:: Record list

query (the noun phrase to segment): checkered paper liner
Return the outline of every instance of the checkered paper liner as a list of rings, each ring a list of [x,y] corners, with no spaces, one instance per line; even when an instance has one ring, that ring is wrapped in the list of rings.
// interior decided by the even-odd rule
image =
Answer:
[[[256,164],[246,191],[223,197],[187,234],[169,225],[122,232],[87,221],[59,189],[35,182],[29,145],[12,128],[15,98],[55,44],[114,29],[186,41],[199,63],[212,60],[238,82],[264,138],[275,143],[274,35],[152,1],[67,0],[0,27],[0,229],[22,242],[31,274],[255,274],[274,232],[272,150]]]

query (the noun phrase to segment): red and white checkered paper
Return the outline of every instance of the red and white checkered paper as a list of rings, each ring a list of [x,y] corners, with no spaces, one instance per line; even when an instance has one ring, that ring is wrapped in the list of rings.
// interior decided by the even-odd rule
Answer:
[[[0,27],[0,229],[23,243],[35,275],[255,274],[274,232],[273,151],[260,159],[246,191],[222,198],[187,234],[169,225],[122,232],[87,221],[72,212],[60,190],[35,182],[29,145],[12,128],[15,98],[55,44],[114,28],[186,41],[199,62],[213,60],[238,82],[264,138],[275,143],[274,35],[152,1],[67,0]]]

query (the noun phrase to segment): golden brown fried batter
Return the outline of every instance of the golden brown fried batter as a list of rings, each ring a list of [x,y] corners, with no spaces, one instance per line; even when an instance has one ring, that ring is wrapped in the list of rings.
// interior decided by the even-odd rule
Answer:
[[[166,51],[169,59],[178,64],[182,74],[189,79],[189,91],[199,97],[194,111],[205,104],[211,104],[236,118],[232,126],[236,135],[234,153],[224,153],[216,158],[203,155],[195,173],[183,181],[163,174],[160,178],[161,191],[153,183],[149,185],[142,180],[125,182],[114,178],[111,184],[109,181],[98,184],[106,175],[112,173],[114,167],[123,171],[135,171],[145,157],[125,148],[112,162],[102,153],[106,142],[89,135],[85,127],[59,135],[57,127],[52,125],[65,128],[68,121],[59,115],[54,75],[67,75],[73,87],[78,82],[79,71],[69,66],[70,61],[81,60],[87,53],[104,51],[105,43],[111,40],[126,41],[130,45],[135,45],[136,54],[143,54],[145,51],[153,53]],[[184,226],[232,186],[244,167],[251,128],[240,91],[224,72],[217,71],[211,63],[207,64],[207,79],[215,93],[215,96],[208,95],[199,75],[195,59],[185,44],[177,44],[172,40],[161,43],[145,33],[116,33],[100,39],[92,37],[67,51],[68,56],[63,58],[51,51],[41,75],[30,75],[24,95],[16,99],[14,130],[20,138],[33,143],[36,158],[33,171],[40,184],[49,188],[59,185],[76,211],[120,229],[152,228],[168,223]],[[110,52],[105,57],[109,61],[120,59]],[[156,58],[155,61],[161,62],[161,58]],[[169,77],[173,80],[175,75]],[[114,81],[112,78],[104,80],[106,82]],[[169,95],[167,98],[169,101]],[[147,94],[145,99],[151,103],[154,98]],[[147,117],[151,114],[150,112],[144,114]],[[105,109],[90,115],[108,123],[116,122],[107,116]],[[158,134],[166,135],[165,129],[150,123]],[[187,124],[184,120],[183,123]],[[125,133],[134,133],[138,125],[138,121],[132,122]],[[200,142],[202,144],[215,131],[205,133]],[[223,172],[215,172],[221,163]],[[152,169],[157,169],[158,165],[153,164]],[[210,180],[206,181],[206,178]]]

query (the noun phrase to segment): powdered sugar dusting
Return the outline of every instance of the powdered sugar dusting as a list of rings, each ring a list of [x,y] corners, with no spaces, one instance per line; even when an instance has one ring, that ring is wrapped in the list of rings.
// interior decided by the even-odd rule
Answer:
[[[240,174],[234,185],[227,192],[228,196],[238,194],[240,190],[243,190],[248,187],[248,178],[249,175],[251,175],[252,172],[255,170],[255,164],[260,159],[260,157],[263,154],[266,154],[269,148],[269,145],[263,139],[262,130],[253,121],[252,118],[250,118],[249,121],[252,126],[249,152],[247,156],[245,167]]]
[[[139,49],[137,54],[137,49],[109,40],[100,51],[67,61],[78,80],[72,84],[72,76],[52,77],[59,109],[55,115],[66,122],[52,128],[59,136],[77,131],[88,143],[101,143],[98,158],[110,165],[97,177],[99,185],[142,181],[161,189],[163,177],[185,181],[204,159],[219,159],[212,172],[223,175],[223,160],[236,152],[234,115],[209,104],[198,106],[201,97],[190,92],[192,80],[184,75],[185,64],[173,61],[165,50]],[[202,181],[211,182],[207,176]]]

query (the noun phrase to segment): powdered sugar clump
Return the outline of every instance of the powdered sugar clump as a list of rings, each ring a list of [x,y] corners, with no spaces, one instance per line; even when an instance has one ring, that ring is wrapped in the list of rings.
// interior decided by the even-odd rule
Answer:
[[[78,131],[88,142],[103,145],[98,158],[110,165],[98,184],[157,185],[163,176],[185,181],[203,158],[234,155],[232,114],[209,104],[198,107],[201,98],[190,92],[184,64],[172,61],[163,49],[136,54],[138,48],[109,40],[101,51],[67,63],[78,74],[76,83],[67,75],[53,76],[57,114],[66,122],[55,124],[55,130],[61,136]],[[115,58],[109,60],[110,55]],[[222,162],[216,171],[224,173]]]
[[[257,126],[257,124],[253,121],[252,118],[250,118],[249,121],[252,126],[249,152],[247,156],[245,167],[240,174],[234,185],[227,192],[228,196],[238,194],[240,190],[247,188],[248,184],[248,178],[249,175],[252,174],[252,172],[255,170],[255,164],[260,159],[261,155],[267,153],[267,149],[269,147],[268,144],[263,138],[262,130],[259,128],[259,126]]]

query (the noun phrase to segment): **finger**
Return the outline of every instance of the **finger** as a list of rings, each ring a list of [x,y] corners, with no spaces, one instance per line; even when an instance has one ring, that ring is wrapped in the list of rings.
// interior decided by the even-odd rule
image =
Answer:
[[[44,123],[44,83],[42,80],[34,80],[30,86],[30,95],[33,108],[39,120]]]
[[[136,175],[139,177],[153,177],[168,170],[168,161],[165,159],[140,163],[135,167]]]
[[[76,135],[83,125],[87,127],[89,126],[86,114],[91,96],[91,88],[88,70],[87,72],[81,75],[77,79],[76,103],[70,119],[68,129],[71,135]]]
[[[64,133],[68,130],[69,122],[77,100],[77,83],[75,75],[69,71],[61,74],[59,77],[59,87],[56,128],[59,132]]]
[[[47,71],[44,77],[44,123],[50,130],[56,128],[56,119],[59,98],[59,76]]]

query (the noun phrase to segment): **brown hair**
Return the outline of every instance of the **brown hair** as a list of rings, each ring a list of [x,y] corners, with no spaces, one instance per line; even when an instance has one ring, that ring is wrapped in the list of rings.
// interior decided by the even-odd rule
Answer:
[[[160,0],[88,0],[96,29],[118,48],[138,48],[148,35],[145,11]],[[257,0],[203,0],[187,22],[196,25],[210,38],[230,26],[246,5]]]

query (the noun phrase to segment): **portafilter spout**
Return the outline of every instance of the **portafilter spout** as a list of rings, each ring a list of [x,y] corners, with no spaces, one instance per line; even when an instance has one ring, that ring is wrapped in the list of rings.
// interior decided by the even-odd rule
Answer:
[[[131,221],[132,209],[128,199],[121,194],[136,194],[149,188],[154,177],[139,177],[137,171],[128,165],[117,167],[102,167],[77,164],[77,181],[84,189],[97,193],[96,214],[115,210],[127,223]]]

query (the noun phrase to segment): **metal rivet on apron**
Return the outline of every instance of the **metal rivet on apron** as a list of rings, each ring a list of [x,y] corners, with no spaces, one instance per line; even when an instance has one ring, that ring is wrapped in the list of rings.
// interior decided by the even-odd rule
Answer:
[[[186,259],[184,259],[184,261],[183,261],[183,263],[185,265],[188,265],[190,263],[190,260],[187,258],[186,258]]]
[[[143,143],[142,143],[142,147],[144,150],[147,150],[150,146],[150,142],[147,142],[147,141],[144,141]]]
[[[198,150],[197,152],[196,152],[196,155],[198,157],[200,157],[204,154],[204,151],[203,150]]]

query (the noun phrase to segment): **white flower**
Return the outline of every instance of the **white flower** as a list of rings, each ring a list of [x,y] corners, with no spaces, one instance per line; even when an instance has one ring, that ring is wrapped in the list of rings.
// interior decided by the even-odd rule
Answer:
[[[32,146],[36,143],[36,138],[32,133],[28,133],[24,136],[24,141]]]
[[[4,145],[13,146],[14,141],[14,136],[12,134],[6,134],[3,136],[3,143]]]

::::

- What you have to do
Please extract exactly, and only, the lines from the line containing "query (the noun phrase to segment): **brown" through the last line of the records.

- Exercise response
query (the noun phrase to segment): **brown hair**
Return the outline of every instance of the **brown hair** as a list of rings, each ring a list of [x,y] corners, with no spaces, one instance per line; even when an instance has one ring, that ring is wrapped in the list of rings.
// interior decided by the even-odd rule
Answer:
[[[160,0],[88,0],[96,29],[118,48],[138,48],[148,35],[145,11]],[[257,0],[203,0],[187,22],[196,25],[210,38],[230,26],[246,5]]]

query (the noun phrase to segment): **portafilter spout**
Return the outline of every instance of the **portafilter spout** as a list of rings, each ring a list of [x,y] corners, with no spaces, one instance per line; even when an instance has one ring, that ring is wrapped in the list of rings.
// interior decided by the even-odd rule
Answer:
[[[131,221],[132,209],[128,199],[121,194],[136,194],[149,188],[154,177],[139,177],[137,171],[128,165],[117,167],[102,167],[77,164],[77,181],[84,189],[97,193],[96,214],[115,210],[127,223]]]

query (the noun phrase to segment): **metal rivet on apron**
Return the outline of every instance of the **metal rivet on apron** as a list of rings, each ring a list of [x,y] corners, with no spaces, one instance per line; even when an instance has one ring, that ring is wrapped in the list of rings.
// interior decided by the even-odd rule
Answer:
[[[186,259],[184,259],[184,261],[183,261],[183,263],[185,265],[188,265],[190,263],[190,260],[187,258],[186,258]]]
[[[143,143],[142,143],[142,147],[144,150],[147,150],[150,146],[150,142],[147,142],[147,141],[144,141]]]
[[[198,150],[197,152],[196,152],[196,155],[198,157],[200,157],[204,154],[204,151],[203,150]]]

query (the noun phrase to segment): **white flower**
Return the outline of every instance of the **white flower** as a list of rings, each ring a list of [x,y] corners, with no spaces, one instance per line; even when an instance has one ring, that ring is wrapped in the list of rings.
// interior decided by the even-odd rule
Answer:
[[[32,146],[36,143],[36,138],[32,133],[28,133],[24,136],[24,141]]]
[[[4,145],[13,146],[14,141],[14,136],[12,134],[6,134],[3,136],[3,143]]]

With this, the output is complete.